◆ **TEXTAUSSCHNITT**
__________

Die Free International University Gelsenkirchen war eine Zweigstelle der Free International University. Sie entwickelte sich aus der von Joseph Beuys’ Meisterschüler Johannes Stüttgen gegründeten Kunst-AG/Fluxus Zone West.

Geschichte

Gründung der Kunst-AG/Fluxus Zone West

Stüttgen arbeitete von 1971 bis 1980 als Kunsterzieher im Angestelltenverhältnis am Grillo-Gymnasium in Gelsenkirchen und eröffnete die „Freie Arbeitsgemeinschaft Kunst“ parallel zu seiner Lehrtätigkeit an der staatlichen Schule. Von Beginn an stand dabei die Kunst-AG, die in leerstehenden Baracken auf dem Schulgelände des Grillo-Gymnasiums stattfand, nicht nur Schülern des Grillo-Gymnasiums offen, sondern wandte sich an alle[1]. Ab September 1975 setzte Johannes Stüttgen die bereits in der Klasse Beuys, Raum 20 von ihm initiierten Ringgespräche fort, die wöchentlich stattfanden.

__________

◆ **GESTELLTE AUFGABEN**
1. Nennen Sie sämtliche Zeitangaben, die der Textausschnitt enthält.
2. Wo fand die Kunst-AG laut dem Textausschnitt statt?

◆ **QUELLDATEN**
__________

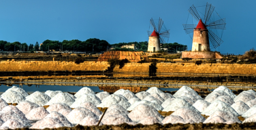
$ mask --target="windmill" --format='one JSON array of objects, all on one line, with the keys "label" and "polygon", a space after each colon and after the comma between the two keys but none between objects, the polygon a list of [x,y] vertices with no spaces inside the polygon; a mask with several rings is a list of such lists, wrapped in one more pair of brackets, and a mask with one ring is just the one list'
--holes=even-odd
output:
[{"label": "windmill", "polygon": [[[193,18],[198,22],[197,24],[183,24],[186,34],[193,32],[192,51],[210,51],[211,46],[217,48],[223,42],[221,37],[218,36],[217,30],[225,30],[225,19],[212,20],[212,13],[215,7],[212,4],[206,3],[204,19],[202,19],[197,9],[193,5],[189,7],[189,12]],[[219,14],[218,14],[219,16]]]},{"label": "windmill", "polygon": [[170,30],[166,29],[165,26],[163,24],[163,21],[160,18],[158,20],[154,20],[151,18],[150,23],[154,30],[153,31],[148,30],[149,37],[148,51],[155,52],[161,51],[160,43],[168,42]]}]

__________

◆ **ERWARTETE ANTWORTEN**
1. 1971, 1980, September 1975

2. In leerstehenden Baracken auf dem Schulgelände des Grillo-Gymnasiums.